▶ The task:
Can you reproduce the data below word for word, leaving the pictures out of your answer?

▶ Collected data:
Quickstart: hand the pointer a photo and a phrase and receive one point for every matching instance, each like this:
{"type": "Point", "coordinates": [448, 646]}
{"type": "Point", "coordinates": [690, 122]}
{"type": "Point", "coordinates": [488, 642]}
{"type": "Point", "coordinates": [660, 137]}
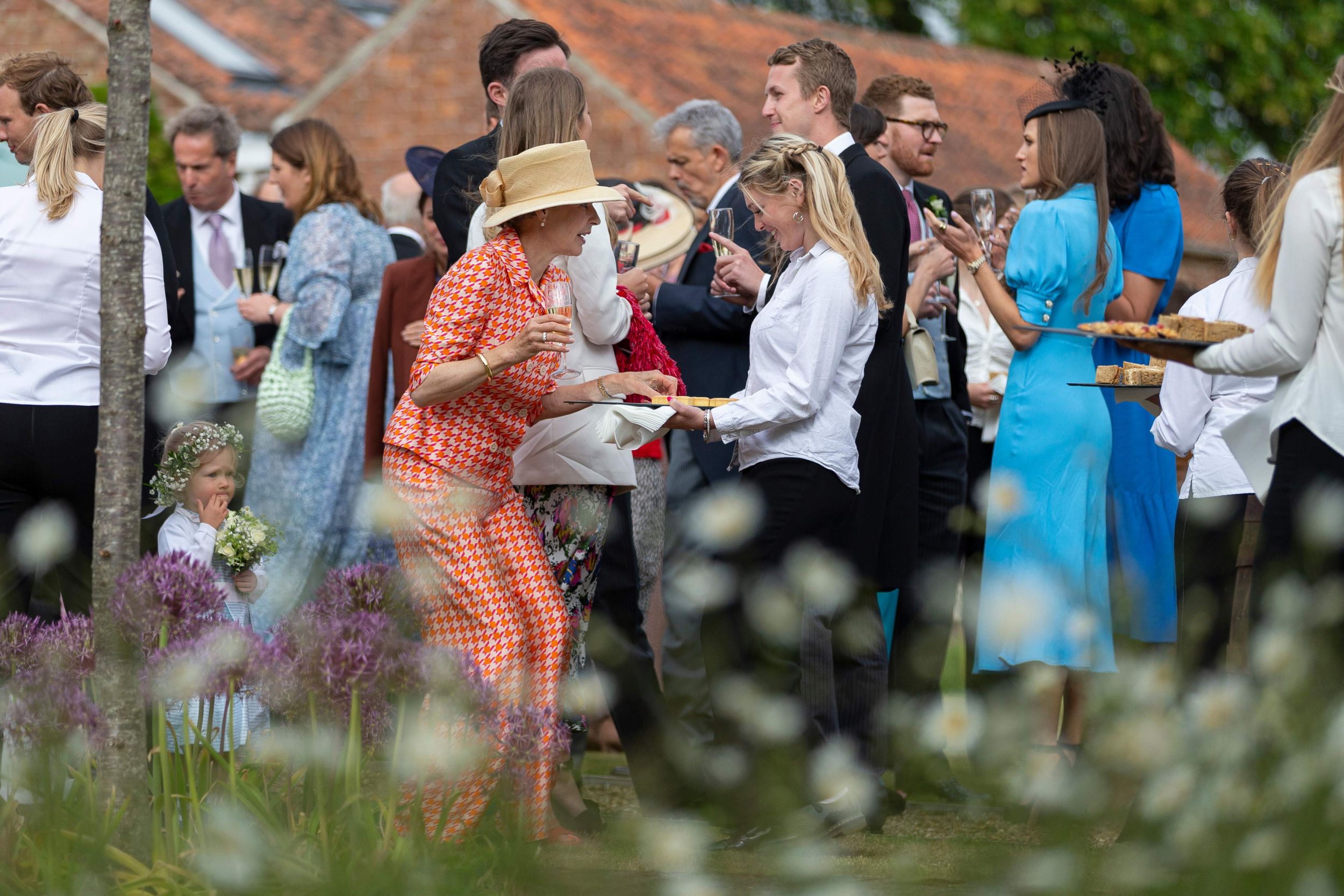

▶ Reply to the task:
Quickstart: hand the pointer a photo and a phrase and receive one point for every matching instance, each like this:
{"type": "Point", "coordinates": [448, 646]}
{"type": "Point", "coordinates": [690, 122]}
{"type": "Point", "coordinates": [488, 642]}
{"type": "Point", "coordinates": [660, 137]}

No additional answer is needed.